## Data rows
========

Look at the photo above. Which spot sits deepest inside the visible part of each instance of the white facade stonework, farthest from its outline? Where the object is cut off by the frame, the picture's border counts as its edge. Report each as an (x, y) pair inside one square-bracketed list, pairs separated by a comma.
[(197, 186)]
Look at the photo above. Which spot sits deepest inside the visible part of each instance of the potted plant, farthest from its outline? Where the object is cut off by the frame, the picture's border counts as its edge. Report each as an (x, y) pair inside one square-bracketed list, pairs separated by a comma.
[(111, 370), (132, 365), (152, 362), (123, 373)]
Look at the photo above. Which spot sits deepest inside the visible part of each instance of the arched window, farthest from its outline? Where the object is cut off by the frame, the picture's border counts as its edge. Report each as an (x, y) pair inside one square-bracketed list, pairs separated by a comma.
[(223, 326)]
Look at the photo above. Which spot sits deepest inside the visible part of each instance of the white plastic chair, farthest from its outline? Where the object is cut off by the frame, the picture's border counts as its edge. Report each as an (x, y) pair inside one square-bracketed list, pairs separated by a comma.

========

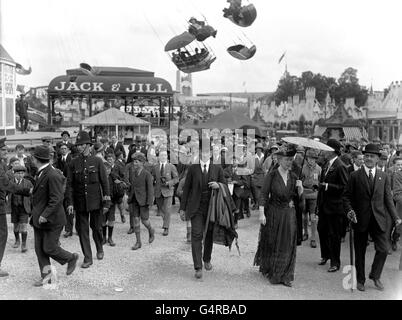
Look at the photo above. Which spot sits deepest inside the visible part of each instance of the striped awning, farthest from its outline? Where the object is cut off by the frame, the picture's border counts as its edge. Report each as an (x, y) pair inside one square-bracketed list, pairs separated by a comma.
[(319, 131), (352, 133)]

========

## Aim of the exercise
Repeat word for word the lines of the records above, starting with the line that contains "of the arched" and going on through the line that contains "[(223, 326)]", and give nothing else.

## Task result
Look at the photo above. Which spot sits deepest inside the visible part of each instance of the arched window, farthest from its outline? Where the object is cut off by the frame, the picture's border counts as its edge. Report each as an (x, y) pair inside one square-bracketed list, pairs separated by a comma.
[(223, 326)]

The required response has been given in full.